Tâche brève: Reprenez mot pour mot le passage du texte ci-dessous sur les démarches d'inclusion de F-information, entre « Ces dernières années, nous » et « des publics LGBTQIA+. », bornes comprises.

Texte:
A F-information et à la bibliothèque Filigrane, nous sommes convaincues qu’une société incluant et respectant chaque personne dans son intégrité est un maillon essentiel pour l’égalité. Mais aussi que cela peut contribuer à lutter contre les violences basées sur le genre. A notre échelle, la manière d’accueillir et de s’adresser au public a un impact important.

Ces dernières années, nous avons donc entrepris plusieurs démarches pour tendre vers une meilleure inclusion des publics allophones mais également des publics LGBTQIA+.

Parmi les démarches que nous allons détailler plus bas et qui s’inscrivent dans des tendances féministes sociétales, nous avons élaboré une charte rédactionnelle d’écriture inclusive, nous nous sommes inspirées des recommandations du travail sur l’accueil des publics LGBTIQ+ en bibliothèque et nous nous sommes formées en équipe afin d’acquérir des nouveaux outils permettant de rendre notre posture professionnelle la plus inclusive possible. Pour ce qui est des publics allophones, nous avons simplifié plusieurs supports de communication et la bibliothèque Filigrane a développé une collection en « français facile à lire (FAL) ».

[Annotations par points des photos]
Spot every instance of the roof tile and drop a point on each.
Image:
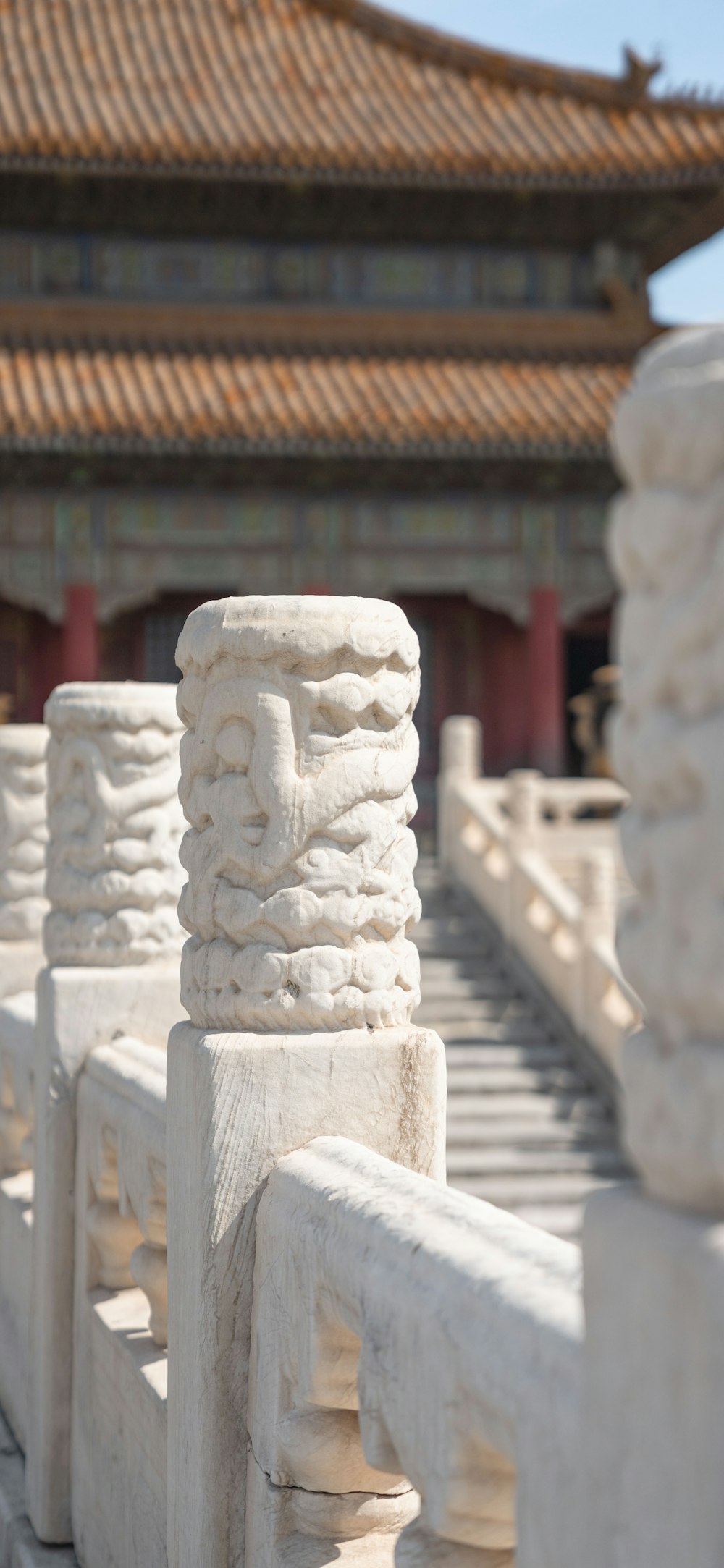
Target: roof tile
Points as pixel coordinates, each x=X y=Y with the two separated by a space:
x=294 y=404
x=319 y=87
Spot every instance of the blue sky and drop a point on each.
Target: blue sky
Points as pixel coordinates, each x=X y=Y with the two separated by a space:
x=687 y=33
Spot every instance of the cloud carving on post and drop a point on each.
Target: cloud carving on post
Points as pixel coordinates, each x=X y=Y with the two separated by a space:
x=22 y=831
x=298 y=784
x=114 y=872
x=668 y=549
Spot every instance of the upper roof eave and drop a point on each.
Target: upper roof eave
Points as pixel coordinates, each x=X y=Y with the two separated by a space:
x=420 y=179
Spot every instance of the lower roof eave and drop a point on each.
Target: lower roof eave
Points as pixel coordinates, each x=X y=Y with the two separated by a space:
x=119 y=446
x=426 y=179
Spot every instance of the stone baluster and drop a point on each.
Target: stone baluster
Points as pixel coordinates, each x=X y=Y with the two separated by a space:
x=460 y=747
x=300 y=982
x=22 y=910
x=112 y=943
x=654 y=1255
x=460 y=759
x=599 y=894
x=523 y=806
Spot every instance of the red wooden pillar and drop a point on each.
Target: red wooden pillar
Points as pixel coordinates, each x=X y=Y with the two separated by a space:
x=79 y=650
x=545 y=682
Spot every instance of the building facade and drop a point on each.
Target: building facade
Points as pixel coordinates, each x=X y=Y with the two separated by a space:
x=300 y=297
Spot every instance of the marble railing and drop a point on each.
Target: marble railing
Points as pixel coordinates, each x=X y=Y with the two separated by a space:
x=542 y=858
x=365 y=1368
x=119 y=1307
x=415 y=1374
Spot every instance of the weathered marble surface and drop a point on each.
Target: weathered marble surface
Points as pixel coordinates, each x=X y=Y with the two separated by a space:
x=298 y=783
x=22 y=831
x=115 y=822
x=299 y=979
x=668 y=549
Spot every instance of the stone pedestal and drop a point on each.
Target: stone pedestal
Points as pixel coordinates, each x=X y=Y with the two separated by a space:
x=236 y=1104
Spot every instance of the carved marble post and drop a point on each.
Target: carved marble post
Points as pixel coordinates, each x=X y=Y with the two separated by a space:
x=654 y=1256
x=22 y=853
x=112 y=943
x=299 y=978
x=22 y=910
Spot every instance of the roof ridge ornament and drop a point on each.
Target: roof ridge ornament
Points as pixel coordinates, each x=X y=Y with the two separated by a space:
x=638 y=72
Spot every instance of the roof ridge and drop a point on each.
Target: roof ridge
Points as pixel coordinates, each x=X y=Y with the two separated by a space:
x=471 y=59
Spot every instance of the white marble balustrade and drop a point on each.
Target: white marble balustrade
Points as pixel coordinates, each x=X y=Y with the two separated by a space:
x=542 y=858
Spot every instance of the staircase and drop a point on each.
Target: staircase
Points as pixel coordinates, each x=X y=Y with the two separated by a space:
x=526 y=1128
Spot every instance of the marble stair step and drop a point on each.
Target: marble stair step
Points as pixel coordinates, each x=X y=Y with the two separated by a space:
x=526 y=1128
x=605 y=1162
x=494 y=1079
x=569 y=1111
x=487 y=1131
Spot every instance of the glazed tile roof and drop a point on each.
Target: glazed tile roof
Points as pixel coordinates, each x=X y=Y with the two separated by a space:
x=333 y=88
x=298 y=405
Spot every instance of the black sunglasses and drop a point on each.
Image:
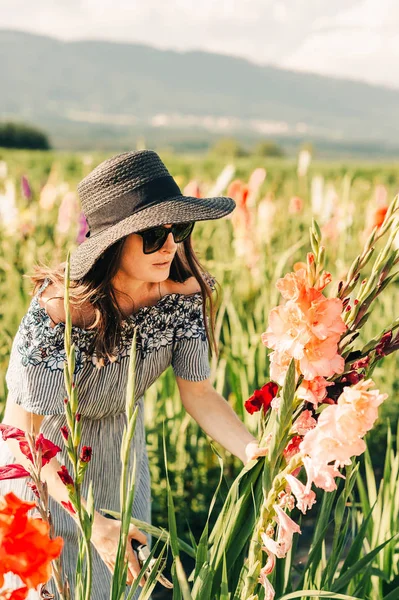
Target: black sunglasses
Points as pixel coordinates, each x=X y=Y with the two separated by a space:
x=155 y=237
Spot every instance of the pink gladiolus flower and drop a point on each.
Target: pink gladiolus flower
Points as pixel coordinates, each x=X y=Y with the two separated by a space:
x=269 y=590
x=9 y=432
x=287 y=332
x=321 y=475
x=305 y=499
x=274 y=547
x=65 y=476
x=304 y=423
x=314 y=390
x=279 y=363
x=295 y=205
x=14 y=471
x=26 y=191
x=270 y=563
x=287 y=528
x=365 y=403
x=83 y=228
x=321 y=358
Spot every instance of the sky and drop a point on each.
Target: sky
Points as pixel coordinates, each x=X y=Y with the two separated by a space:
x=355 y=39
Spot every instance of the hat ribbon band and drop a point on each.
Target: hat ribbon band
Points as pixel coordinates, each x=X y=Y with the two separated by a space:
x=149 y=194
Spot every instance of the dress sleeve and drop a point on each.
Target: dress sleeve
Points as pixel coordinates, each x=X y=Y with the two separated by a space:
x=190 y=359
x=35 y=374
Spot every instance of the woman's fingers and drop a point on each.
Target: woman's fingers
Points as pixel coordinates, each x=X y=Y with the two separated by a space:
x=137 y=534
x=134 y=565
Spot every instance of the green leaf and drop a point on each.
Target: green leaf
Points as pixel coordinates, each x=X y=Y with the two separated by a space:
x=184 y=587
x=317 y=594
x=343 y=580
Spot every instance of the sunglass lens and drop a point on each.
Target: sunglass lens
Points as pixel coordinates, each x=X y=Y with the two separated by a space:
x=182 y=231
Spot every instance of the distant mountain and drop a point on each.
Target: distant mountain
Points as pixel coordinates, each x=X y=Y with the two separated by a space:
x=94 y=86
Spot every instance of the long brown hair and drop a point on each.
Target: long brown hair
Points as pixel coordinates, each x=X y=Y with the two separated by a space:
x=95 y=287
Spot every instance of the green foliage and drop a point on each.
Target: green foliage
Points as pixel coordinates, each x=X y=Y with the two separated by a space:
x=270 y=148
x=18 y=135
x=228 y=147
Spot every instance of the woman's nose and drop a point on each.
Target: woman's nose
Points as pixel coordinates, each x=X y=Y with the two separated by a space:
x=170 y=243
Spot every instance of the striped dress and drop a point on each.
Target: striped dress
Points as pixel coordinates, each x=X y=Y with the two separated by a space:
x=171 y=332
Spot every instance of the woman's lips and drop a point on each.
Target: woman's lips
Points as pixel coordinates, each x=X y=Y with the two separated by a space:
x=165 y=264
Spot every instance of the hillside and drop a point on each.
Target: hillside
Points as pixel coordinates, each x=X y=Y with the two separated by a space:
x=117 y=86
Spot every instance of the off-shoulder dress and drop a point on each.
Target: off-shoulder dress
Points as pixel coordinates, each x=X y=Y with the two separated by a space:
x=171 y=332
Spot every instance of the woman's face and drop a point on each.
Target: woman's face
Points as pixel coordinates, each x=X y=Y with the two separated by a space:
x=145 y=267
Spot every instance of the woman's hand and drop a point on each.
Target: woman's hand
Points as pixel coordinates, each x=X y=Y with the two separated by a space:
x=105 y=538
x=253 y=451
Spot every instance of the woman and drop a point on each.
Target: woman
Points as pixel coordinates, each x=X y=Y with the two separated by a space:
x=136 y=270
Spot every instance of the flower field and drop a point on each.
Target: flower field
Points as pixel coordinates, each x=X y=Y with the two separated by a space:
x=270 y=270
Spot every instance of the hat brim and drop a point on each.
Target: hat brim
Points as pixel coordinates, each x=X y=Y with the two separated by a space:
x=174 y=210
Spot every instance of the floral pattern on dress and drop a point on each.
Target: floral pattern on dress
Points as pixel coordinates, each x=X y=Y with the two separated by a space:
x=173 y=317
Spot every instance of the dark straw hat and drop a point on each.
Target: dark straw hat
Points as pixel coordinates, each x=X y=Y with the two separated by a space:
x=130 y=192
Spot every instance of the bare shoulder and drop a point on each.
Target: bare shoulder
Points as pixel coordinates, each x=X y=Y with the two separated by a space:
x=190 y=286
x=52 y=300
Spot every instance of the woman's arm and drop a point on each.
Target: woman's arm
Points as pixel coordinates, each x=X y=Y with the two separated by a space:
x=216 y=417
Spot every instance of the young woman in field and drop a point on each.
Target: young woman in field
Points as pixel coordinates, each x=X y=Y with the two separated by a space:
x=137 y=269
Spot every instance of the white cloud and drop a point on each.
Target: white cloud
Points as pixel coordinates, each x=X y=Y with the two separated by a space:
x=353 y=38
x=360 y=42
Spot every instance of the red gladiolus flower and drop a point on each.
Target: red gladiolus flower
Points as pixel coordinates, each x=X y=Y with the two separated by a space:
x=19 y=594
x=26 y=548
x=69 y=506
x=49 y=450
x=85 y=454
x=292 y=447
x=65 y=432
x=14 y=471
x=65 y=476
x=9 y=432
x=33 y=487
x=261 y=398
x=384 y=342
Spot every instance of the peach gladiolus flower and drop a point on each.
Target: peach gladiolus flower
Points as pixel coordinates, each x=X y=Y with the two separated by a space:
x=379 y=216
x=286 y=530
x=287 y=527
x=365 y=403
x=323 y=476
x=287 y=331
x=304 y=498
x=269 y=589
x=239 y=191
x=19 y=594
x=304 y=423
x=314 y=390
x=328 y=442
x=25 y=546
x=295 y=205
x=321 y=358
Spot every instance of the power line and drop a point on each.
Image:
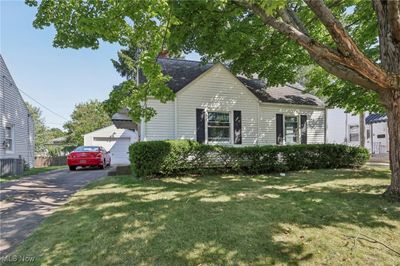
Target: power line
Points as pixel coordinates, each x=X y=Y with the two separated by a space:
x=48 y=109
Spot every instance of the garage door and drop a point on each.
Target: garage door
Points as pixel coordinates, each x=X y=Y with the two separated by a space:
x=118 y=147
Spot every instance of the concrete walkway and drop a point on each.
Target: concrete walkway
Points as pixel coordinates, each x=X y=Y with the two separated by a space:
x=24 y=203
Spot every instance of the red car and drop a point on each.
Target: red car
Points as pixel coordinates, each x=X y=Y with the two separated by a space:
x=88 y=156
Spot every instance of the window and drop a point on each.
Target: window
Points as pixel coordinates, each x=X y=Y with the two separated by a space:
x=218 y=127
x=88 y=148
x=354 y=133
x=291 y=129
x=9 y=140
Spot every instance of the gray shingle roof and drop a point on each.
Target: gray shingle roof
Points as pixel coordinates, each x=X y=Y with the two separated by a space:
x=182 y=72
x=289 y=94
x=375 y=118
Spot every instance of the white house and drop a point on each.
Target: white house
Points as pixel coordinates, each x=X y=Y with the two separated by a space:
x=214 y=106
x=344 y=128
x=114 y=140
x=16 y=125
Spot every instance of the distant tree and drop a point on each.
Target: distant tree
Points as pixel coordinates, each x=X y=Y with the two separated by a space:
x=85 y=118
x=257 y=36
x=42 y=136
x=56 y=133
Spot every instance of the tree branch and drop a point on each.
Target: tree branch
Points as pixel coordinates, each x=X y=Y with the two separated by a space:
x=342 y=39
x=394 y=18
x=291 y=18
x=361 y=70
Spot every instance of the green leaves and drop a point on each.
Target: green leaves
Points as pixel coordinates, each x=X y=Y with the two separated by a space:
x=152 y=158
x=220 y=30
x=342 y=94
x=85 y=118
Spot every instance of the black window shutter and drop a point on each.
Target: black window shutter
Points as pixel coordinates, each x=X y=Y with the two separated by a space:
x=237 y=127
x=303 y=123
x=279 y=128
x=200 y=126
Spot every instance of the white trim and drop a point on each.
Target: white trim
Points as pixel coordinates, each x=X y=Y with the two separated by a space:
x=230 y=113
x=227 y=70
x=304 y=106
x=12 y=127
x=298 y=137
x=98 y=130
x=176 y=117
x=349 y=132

Résultat obtenu:
Ces dernières années, nous avons donc entrepris plusieurs démarches pour tendre vers une meilleure inclusion des publics allophones mais également des publics LGBTQIA+.